======== Ausgangstext ========

Caritas Köln fordert bessere Strukturen in Flüchtlingshilfe

"Stadtverwaltung nicht gut aufgestellt"

Menschen, die aus der Ukraine geflüchtet sind, brauchen langfristig nicht nur Wohnraum, sondern auch Jobs, Kitaplätze und mehr. Die Caritas Köln versucht zu helfen, sieht aber insgesamt strukturellen Verbesserungsbedarf.

Helfer und Geflüchtete am Kölner Hauptbahnhof / © Adelaide Di Nunzio (KNA)
Helfer und Geflüchtete am Kölner Hauptbahnhof / © Adelaide Di Nunzio ( KNA )

DOMRADIO.DE: Die Caritas leistet soziale Betreuung für ukrainische Flüchtlinge in Notunterkünften, unter anderem in den Messehallen. In der Presse war zu lesen, dass die Bedingungen dort schwierig seien. Es ist immer taghell beleuchtet, auch nachts. Und es soll sehr kalt sein und auch Decken fehlen. Wie erleben Sie das denn?

Notunterkünfte für ukrainische Geflüchtete in den Kölner Messehallen / © Federico Gambarini (dpa)
Notunterkünfte für ukrainische Geflüchtete in den Kölner Messehallen / © Federico Gambarini ( dpa )

Tim Westerholt (Beratungsdienst/Fachdienst Integration und Migration der Caritas Köln): Man muss dazu sagen, dass es auch eine Mammutaufgabe gewesen ist, über wenige Tage eine ganz gewaltige Struktur aufzubauen. Da gab es ganz viele Stellen, an denen letzte Woche Dinge drunter und drüber gelaufen sind, improvisiert werden musste. Wir können aber glücklicherweise sagen, dass wir gerade übers Wochenende und jetzt in die Woche mit einem sehr viel geordneterem System starten konnten.

DOMRADIO.DE: Auf welche Menschen treffen Sie dort?

Westerholt: Die Menschen, die dort ankommen, würde ich grob so einteilen: Zum einen sind es Menschen, die in Köln nur auf der Durchreise sind, alte Bekannte oder Kontakte oder Vorstellungen dazu haben, wo es in Deutschland für sie weitergeht. Es gibt Menschen, die tatsächlich nur kurz bleiben.

Es gibt andere, die jetzt angekommen sind und erst mal wissen wollen, wie es weitergeht. Also Menschen, die wissen müssen: Wo schlafen sie? Was haben sie in Deutschland für eine Perspektive?

Aber die Menschen müssen auch erst mal verdauen, was sie erlebt haben, nämlich eine abenteuerliche Fluchtgeschichte, häufig eine Trennung von Familienangehörigen und Verwandten, die in der Ukraine verblieben sind.

======== Extrahierte Zeilen ========

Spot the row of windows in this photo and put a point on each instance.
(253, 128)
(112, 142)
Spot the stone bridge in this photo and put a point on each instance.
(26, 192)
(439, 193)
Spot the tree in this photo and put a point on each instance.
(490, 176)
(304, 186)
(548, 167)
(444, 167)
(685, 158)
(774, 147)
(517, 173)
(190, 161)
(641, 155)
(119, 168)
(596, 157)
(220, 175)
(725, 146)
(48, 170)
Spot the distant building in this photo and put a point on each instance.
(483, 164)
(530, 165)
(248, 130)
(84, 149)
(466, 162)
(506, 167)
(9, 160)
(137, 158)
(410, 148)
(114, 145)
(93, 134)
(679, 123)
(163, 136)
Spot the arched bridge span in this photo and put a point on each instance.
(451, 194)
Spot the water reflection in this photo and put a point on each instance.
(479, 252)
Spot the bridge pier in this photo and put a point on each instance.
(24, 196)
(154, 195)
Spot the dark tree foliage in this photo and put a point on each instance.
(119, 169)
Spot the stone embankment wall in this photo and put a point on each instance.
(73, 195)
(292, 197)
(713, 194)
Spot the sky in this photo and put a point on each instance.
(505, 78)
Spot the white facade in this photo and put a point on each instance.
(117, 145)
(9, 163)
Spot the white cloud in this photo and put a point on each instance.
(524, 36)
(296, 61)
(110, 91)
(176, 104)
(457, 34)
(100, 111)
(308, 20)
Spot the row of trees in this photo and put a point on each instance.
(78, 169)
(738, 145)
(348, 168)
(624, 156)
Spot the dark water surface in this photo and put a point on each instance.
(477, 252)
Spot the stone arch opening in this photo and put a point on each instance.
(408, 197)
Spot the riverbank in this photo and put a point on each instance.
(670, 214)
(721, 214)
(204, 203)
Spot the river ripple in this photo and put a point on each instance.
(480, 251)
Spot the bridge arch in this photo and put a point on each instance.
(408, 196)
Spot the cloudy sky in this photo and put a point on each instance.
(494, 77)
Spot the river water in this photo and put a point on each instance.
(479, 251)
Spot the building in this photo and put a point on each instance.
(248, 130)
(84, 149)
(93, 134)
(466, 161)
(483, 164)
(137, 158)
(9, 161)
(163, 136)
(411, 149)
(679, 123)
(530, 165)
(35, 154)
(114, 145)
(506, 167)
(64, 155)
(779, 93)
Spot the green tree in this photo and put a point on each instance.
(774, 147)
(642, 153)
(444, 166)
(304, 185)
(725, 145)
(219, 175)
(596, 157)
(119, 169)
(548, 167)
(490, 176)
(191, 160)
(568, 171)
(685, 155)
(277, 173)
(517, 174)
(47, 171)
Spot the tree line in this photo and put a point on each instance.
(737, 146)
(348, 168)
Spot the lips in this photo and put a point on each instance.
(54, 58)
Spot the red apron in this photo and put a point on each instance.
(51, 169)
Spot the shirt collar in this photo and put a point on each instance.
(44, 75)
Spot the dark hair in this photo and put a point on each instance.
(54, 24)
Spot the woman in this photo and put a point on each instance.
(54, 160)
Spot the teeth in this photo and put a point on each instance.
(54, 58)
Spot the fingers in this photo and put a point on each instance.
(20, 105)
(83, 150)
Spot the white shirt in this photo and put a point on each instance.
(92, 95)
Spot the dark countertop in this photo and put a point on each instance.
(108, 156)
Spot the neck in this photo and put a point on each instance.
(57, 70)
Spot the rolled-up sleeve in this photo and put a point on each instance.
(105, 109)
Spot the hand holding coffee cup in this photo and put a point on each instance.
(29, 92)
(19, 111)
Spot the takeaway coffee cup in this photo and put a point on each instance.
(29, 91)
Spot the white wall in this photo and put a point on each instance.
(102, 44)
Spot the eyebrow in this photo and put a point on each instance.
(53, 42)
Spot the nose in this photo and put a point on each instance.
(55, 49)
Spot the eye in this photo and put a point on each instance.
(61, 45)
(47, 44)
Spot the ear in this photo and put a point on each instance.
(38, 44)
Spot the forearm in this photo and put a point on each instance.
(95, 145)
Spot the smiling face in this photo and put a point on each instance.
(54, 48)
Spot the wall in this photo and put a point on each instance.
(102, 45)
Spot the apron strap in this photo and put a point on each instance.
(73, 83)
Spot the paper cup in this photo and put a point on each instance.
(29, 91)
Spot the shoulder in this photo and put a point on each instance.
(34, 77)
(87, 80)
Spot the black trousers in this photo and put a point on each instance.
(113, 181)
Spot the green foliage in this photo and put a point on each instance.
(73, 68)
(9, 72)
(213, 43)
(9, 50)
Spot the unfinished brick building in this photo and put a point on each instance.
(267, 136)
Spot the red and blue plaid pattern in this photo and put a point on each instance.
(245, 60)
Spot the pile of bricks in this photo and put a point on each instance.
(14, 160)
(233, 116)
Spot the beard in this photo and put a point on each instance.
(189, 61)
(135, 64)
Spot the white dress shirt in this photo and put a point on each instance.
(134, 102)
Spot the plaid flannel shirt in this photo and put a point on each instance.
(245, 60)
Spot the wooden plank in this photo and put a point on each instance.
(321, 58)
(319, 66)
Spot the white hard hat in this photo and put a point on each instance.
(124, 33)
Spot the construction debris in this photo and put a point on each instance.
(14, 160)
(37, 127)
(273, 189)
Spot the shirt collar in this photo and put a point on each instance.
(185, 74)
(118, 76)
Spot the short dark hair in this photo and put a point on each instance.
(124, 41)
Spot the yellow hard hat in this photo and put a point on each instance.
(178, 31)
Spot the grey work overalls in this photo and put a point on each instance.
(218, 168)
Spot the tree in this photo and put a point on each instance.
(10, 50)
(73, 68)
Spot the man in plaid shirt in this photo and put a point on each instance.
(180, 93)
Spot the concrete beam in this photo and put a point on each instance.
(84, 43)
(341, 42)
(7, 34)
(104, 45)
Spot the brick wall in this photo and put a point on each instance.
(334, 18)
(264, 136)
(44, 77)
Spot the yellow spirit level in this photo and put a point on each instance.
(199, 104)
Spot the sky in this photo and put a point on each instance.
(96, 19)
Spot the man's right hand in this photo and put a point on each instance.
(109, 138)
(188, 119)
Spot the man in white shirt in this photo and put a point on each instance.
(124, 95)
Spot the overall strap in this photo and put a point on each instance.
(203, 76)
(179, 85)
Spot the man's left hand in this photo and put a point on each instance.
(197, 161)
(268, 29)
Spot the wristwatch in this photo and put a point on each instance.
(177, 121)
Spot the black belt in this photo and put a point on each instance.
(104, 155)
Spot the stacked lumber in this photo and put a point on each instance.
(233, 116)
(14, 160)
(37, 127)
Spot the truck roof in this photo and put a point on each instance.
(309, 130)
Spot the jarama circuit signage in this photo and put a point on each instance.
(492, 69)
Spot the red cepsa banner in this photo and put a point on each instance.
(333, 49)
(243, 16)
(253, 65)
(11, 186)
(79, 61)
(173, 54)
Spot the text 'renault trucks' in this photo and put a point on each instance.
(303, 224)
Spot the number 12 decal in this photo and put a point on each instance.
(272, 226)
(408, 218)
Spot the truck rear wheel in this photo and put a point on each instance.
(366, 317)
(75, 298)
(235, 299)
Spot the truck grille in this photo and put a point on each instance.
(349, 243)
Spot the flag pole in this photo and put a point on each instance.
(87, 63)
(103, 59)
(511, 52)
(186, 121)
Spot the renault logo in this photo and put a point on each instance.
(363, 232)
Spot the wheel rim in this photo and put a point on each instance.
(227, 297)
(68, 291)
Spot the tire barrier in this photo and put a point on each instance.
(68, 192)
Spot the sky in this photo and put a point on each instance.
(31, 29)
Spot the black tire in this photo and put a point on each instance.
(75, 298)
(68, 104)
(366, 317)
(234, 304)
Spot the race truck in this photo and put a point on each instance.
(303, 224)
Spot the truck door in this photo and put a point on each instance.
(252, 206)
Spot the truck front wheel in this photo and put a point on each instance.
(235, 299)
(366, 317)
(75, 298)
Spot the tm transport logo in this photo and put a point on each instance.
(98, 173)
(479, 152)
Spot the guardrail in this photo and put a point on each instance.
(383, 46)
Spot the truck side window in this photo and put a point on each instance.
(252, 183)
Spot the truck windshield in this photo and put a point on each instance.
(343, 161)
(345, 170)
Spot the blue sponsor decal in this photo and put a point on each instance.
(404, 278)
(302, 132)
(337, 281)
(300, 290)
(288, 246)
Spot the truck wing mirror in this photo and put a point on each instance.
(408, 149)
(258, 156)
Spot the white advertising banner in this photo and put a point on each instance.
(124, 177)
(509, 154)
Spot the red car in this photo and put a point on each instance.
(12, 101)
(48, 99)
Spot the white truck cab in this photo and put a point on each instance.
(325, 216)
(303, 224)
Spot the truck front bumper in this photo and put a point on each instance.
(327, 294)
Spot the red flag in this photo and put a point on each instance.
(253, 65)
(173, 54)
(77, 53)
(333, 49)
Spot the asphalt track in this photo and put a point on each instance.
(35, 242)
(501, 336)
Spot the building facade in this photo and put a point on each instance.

========

Formuliertes Ziel 1
Wo leistet die Caritas laut dem Interview zur Kölner Flüchtlingshilfe soziale Betreuung für ukrainische Flüchtlinge?
Formuliertes Ziel 2
Gib aus dem Interview zur Kölner Flüchtlingshilfe den Abschnitt von „Menschen, die aus“ bis einschließlich „Gambarini ( dpa )“ wortgetreu aus.

Vollständige Ausgabe 1
In Notunterkünften, unter anderem in den Messehallen.

Vollständige Ausgabe 2
Menschen, die aus der Ukraine geflüchtet sind, brauchen langfristig nicht nur Wohnraum, sondern auch Jobs, Kitaplätze und mehr. Die Caritas Köln versucht zu helfen, sieht aber insgesamt strukturellen Verbesserungsbedarf.

Helfer und Geflüchtete am Kölner Hauptbahnhof / © Adelaide Di Nunzio (KNA)
Helfer und Geflüchtete am Kölner Hauptbahnhof / © Adelaide Di Nunzio ( KNA )

DOMRADIO.DE: Die Caritas leistet soziale Betreuung für ukrainische Flüchtlinge in Notunterkünften, unter anderem in den Messehallen. In der Presse war zu lesen, dass die Bedingungen dort schwierig seien. Es ist immer taghell beleuchtet, auch nachts. Und es soll sehr kalt sein und auch Decken fehlen. Wie erleben Sie das denn?

Notunterkünfte für ukrainische Geflüchtete in den Kölner Messehallen / © Federico Gambarini (dpa)
Notunterkünfte für ukrainische Geflüchtete in den Kölner Messehallen / © Federico Gambarini ( dpa )